■ **Work to be completed**: Beginning with the line where "Where can the white sea" appears, restate the lines word for word through the last one in the listing.

■ **The input**:
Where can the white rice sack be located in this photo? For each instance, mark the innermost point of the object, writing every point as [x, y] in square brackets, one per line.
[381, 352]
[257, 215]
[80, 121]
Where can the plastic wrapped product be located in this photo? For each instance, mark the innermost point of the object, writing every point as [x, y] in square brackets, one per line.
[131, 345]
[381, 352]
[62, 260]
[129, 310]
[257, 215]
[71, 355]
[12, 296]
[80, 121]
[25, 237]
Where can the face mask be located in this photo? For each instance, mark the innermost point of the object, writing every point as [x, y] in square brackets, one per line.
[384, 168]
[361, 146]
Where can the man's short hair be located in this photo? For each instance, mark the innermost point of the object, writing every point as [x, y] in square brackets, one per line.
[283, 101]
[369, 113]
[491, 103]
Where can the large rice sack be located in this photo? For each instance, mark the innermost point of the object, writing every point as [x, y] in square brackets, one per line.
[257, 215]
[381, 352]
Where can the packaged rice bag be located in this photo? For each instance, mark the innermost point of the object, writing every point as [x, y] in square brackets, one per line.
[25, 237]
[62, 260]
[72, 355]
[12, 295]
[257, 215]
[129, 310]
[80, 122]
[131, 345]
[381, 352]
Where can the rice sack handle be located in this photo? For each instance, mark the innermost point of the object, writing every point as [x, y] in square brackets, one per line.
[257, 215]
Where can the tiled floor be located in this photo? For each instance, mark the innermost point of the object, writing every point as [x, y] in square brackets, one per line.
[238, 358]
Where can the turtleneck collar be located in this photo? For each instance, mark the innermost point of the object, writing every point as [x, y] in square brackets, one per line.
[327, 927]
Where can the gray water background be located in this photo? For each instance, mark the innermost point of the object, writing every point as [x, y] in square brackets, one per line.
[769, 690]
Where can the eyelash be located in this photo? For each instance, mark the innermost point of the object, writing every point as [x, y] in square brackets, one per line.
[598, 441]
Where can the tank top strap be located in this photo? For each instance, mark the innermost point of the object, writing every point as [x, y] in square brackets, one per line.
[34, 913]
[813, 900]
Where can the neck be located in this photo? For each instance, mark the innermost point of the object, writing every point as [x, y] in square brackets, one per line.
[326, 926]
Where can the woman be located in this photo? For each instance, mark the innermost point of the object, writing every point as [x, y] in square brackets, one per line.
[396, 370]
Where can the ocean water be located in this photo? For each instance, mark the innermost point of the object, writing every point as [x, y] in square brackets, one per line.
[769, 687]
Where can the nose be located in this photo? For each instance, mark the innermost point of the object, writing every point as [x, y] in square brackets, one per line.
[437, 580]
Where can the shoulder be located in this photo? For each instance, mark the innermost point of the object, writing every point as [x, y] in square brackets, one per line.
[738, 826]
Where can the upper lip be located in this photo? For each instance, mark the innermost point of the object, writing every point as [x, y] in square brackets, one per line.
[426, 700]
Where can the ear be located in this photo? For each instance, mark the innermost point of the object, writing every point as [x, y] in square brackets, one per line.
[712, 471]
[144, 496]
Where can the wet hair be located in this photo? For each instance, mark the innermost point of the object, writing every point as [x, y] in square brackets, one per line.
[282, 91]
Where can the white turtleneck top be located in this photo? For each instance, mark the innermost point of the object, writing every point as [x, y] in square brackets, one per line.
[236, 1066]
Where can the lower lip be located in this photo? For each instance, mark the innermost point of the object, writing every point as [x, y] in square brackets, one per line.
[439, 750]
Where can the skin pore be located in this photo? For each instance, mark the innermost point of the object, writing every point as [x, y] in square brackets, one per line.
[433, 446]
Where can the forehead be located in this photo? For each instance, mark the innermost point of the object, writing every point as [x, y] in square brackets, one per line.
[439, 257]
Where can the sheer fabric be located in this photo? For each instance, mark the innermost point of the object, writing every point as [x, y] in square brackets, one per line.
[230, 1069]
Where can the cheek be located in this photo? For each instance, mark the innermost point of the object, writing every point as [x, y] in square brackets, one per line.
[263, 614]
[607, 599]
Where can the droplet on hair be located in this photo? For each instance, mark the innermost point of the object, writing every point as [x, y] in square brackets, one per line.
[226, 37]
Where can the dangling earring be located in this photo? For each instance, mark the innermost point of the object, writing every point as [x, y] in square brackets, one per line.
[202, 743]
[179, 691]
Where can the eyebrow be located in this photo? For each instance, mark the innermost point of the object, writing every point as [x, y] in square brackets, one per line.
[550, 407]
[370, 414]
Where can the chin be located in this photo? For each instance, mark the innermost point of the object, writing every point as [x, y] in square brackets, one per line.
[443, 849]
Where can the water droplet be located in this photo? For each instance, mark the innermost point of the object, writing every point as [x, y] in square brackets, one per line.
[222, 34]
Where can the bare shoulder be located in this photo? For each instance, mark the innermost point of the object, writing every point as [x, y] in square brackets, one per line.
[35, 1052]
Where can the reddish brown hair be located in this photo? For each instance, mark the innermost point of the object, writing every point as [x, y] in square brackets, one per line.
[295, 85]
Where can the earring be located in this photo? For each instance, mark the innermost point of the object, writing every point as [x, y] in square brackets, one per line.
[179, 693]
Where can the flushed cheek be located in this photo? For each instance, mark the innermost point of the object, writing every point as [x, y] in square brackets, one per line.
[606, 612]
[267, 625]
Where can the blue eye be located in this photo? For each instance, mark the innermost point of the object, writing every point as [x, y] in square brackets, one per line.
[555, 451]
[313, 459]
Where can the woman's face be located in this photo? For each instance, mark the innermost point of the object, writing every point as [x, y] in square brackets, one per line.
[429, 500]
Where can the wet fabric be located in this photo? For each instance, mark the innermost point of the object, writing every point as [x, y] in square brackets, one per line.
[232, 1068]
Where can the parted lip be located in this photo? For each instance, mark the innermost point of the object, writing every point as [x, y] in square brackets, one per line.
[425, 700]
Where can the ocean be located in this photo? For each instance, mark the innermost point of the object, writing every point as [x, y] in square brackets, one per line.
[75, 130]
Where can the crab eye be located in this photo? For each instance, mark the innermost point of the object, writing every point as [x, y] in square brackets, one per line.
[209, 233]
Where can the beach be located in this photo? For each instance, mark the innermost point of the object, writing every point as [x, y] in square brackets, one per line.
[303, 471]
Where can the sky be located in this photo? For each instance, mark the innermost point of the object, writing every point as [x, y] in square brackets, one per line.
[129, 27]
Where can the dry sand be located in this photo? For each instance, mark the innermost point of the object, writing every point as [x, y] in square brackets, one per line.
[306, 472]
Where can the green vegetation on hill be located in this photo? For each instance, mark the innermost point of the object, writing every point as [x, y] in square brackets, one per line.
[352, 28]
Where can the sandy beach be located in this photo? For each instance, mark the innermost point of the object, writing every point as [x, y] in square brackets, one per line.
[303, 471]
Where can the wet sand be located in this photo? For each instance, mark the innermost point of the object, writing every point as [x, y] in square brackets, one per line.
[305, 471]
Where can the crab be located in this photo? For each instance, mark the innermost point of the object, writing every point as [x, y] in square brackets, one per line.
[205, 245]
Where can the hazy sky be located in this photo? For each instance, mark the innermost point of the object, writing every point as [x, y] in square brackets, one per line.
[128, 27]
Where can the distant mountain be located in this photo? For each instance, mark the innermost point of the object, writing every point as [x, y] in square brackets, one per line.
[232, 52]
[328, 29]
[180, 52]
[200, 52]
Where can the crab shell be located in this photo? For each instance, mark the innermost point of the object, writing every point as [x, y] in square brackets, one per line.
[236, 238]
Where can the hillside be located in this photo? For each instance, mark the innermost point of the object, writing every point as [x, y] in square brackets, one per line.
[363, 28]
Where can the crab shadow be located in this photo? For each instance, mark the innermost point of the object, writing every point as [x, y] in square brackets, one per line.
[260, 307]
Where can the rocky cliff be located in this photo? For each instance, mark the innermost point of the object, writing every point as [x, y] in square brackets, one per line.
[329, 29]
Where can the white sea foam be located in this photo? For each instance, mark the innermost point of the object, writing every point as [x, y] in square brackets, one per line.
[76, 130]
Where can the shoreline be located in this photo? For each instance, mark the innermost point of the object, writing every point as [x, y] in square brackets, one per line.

■ **Written solution**:
Where can the white sea foam be located in this photo? For each instance, mark the innermost point of the object, writing every point as [x, y] in square brackets, one per line.
[76, 130]
Where can the shoreline be located in this photo? For each instance, mark the innermost point of the object, writing every point as [x, y] in square brackets, one per line.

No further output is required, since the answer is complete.